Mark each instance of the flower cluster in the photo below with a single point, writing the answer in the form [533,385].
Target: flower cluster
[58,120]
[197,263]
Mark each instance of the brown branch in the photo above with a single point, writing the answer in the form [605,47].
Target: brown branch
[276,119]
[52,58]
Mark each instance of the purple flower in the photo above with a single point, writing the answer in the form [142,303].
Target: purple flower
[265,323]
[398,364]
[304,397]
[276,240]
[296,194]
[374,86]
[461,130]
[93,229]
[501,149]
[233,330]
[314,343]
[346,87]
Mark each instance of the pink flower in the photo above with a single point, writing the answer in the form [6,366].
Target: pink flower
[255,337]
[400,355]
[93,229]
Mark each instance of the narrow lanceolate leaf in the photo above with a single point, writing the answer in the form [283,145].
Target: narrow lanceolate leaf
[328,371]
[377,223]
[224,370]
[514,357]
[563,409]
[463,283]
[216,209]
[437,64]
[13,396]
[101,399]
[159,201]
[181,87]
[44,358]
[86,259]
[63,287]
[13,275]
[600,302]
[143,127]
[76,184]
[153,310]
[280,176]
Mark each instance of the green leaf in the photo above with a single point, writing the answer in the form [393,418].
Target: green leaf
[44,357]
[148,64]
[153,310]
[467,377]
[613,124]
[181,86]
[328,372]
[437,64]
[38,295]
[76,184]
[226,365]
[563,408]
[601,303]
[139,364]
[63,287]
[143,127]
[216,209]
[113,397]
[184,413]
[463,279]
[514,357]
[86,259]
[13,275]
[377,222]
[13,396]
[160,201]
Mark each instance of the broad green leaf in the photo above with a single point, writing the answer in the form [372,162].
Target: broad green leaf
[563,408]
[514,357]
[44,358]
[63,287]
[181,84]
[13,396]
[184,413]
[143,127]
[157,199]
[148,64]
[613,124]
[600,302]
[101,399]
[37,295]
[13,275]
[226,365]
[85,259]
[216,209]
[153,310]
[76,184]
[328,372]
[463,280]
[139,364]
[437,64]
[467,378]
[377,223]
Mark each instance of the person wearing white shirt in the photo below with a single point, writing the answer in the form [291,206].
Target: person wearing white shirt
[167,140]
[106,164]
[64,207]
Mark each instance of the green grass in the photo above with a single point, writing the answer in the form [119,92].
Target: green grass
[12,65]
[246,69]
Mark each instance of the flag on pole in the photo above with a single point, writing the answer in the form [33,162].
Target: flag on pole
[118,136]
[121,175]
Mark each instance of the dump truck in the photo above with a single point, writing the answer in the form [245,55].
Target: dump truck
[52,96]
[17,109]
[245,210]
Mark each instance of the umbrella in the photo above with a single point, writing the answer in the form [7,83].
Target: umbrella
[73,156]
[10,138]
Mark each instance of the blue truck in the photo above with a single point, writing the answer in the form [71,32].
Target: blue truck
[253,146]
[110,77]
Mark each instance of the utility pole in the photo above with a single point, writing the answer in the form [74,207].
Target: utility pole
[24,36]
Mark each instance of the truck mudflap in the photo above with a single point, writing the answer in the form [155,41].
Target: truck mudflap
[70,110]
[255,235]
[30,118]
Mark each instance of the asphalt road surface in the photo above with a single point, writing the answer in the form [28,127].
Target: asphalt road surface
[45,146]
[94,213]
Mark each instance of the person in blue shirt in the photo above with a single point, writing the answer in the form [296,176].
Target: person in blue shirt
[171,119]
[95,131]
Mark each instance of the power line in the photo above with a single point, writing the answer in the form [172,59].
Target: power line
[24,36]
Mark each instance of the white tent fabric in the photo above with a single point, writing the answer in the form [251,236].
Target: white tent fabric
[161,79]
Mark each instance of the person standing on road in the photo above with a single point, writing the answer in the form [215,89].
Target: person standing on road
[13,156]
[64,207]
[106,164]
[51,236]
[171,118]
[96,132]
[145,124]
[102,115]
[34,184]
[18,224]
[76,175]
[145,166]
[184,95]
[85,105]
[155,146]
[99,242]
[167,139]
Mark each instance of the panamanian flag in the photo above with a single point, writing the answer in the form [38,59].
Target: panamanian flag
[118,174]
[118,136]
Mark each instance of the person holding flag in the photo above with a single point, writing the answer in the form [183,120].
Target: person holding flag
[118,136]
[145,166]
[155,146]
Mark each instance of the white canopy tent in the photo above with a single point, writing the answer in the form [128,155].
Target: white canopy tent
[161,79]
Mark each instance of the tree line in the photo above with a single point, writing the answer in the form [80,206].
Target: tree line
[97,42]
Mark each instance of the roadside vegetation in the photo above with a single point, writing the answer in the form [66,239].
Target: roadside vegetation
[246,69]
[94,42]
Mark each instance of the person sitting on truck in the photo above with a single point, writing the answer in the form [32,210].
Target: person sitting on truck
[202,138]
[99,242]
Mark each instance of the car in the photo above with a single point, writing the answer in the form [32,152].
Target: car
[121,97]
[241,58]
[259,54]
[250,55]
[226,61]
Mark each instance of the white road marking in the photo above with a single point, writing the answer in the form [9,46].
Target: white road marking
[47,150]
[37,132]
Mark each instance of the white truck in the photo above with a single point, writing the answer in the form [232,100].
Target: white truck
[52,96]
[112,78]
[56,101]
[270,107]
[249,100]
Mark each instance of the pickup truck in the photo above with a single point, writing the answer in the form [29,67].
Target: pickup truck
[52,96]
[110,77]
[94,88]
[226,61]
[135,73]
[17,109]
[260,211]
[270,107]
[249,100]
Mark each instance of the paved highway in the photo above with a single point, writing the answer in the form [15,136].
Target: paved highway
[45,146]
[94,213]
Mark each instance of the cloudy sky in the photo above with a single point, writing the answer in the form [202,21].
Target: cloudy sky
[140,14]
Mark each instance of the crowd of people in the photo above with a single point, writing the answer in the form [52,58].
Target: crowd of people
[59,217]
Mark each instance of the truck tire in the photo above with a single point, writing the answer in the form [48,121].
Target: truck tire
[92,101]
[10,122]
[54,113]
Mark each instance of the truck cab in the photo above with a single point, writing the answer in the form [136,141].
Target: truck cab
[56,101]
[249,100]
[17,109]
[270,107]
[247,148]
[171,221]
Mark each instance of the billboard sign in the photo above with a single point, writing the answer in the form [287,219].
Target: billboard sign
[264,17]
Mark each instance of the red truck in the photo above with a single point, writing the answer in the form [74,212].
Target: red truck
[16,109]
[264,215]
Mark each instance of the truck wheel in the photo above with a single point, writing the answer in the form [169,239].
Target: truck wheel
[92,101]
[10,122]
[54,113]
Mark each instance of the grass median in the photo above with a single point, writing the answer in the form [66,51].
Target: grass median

# Problem requirements:
Go back to the data above and please quote exactly, and only, the lines from the line with "Mark each instance of the truck cab" through its last line.

# The reply:
Mark each instance of the truck cab in the photo above with a single point, writing the answer in the form [136,141].
Target: truck cab
[56,101]
[249,100]
[17,109]
[270,107]
[247,148]
[171,221]
Mark each instance of the billboard sign in the photo above with a single point, writing the answer in the form [287,219].
Target: billboard sign
[264,17]
Mark each instance of the red truck in the photo above with a single point, writing the answer in the form [74,212].
Target: red truck
[16,109]
[264,215]
Mark each instance of the truck wheel in the photo above with a single point, writing the answer in the form [169,239].
Target: truck wheel
[92,101]
[10,122]
[54,113]
Mark each instance of the grass median in the photo above with a single point, writing the answer in the form [66,51].
Target: grass median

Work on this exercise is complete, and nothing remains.